Input rows -
— BEGIN —

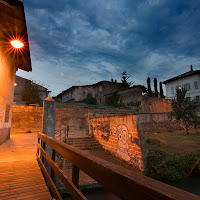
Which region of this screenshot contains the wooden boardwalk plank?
[0,134,52,200]
[0,160,52,200]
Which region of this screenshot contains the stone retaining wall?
[90,114,146,171]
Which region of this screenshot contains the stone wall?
[11,105,133,136]
[138,113,183,133]
[11,105,182,137]
[90,115,145,171]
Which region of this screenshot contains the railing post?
[67,125,69,139]
[72,164,79,188]
[65,127,67,142]
[42,97,56,173]
[50,149,55,180]
[41,140,45,163]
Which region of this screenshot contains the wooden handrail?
[37,144,86,200]
[38,133,200,200]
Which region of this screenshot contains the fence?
[37,133,199,200]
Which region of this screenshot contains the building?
[0,0,32,144]
[14,75,50,105]
[163,65,200,102]
[105,85,143,107]
[56,81,122,105]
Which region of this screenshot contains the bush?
[146,149,200,182]
[106,92,121,108]
[80,93,97,105]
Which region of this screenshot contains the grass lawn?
[144,130,200,154]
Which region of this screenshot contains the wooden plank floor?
[0,160,51,200]
[0,135,52,200]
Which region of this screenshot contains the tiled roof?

— END —

Task -
Return each line in the rows above that contains the string "plank".

Exercise solution -
Which region of this screenshot contains the wooden boardwalk plank?
Which region of this screenshot contains the wooden plank floor?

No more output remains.